▸ SUPPLIED INFORMATION
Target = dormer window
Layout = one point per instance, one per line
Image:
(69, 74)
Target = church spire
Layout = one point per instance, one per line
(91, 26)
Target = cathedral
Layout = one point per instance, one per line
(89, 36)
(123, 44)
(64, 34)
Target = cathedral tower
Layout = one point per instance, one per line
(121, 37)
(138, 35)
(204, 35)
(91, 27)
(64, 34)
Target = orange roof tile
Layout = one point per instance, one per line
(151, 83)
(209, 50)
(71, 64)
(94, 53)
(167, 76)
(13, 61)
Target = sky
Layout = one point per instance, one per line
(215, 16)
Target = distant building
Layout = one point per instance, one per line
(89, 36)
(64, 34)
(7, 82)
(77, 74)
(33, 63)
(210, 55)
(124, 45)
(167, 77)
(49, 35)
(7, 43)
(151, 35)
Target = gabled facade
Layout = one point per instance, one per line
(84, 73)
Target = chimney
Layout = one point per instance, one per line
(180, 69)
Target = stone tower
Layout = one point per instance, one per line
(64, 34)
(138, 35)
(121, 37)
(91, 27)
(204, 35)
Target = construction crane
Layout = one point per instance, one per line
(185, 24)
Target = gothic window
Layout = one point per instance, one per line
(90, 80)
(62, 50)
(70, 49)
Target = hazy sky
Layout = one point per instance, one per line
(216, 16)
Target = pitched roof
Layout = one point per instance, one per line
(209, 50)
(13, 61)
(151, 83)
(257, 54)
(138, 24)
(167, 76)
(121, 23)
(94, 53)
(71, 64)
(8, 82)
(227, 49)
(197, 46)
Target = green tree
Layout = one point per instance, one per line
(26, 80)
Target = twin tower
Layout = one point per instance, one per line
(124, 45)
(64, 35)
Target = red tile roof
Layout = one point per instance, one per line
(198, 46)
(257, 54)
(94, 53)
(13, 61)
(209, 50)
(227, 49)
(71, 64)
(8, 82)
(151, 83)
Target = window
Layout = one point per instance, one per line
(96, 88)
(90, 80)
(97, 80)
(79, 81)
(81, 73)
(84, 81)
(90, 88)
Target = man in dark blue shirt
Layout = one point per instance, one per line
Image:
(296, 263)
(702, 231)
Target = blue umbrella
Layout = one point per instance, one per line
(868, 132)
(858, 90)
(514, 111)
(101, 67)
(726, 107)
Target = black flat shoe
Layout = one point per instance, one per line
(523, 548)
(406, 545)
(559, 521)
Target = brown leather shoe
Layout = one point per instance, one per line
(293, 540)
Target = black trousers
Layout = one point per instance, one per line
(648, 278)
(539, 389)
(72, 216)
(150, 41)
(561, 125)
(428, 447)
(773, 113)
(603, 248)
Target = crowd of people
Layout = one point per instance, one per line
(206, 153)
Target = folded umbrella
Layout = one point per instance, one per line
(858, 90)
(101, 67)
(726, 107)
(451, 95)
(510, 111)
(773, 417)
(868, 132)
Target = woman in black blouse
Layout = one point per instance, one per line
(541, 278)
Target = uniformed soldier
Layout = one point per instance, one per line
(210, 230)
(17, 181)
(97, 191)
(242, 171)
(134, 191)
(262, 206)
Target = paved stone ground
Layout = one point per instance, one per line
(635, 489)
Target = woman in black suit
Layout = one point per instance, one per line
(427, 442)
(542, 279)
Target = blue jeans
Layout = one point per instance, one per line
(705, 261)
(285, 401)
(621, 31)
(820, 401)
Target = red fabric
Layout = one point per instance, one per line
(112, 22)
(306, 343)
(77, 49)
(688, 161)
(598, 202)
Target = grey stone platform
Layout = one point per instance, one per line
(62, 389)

...

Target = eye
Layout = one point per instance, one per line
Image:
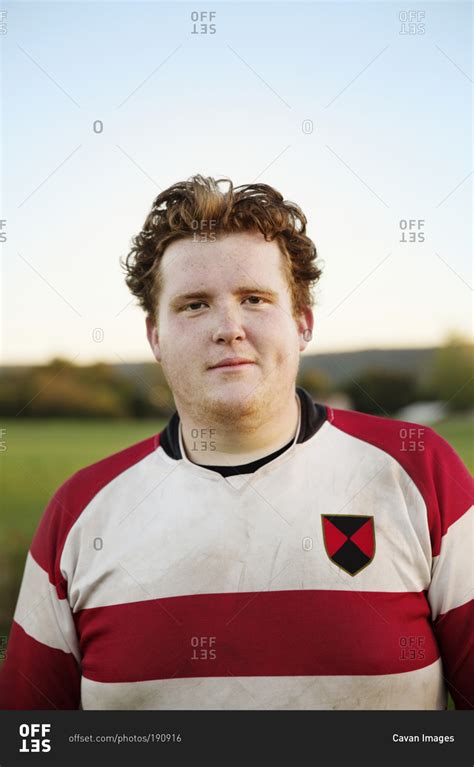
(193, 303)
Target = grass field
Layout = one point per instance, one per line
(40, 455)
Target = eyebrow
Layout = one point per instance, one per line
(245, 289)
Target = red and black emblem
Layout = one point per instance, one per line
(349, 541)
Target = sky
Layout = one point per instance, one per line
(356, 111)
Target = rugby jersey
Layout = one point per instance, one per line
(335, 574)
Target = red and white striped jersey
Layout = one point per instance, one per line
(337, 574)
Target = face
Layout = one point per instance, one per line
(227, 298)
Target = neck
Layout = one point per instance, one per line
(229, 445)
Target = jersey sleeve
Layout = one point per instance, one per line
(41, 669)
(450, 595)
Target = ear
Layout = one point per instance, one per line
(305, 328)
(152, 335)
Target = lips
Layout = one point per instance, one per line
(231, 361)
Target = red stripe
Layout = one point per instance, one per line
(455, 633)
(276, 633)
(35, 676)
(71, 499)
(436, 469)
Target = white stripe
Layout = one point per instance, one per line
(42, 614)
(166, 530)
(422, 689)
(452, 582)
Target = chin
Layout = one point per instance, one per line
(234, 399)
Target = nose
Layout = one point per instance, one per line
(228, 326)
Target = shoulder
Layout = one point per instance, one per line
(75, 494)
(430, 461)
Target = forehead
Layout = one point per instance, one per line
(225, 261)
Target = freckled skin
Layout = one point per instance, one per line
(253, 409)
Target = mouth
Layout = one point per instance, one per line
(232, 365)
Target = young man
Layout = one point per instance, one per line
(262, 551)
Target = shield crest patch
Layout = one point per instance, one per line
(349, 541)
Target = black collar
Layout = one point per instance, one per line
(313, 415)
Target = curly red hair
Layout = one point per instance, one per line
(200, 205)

▸ EXERCISE PROMPT
Your reply is to repeat, unchanged, the lines above running from the one with "Target = white stripe" up to and including the one with "Target = freckled skin".

▸ TASK RESPONSE
Target = white stripe
Layout = one point per instance, one per line
(42, 614)
(166, 530)
(422, 689)
(452, 582)
Target = chin
Layout = one point per instance, one per line
(234, 399)
Target = nose
Layout = one point per instance, one per line
(228, 326)
Target = shoulder
Layout = one point per instance, one per line
(75, 494)
(430, 461)
Target = forehead
Layout = one point per instance, one per line
(225, 261)
Target = freckled skin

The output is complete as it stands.